[Excerpted text]
Map - Fraser Island (Fraser Island)

Fraser Island (Fraser Island)
Fraser Island is a World Heritage-listed island along the south-eastern coast in the Wide Bay–Burnett region, Queensland, Australia. The island is approximately 250 km north of the state capital, Brisbane, and is within the Fraser Coast Region local government area. The world heritage listing includes the island, its surrounding waters and parts of the nearby mainland.

Fraser Island, and some satellite islands off the southern west coast and thus in the Great Sandy Strait, previously formed the County of Fraser, which was subdivided into six parishes. Among the islands were Slain Island, Tooth Island, Roundbush Island, Moonboom Island, Gardner Island, Dream Island, Stewart Island, and the Reef Islands, all part of the southernmost parish of Talboor.

[To be done] Copy the part of the Fraser Island text that begins at the words "Fraser Island, and" and stops after "parish of Talboor.", setting it down with no changes.

[Information supplied]
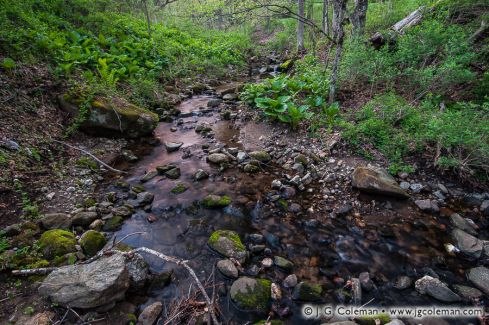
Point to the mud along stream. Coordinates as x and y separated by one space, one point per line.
330 232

[Complete answer]
Fraser Island, and some satellite islands off the southern west coast and thus in the Great Sandy Strait, previously formed the County of Fraser, which was subdivided into six parishes. Among the islands were Slain Island, Tooth Island, Roundbush Island, Moonboom Island, Gardner Island, Dream Island, Stewart Island, and the Reef Islands, all part of the southernmost parish of Talboor.